> **TASK TO CARRY OUT**
Could you output each record below exactly as it stands and leave the pictures out?

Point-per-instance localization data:
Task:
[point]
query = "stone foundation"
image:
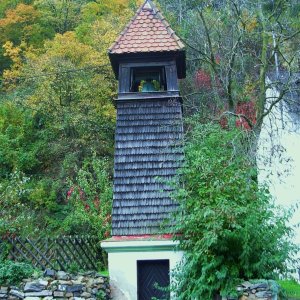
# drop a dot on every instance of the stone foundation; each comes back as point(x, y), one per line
point(60, 285)
point(258, 291)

> **WRITTEN RESPONSE**
Task:
[point]
query = "stone foundation"
image:
# drop a dot on every instance of the stone foundation; each comes back as point(x, y), one per line
point(60, 285)
point(258, 291)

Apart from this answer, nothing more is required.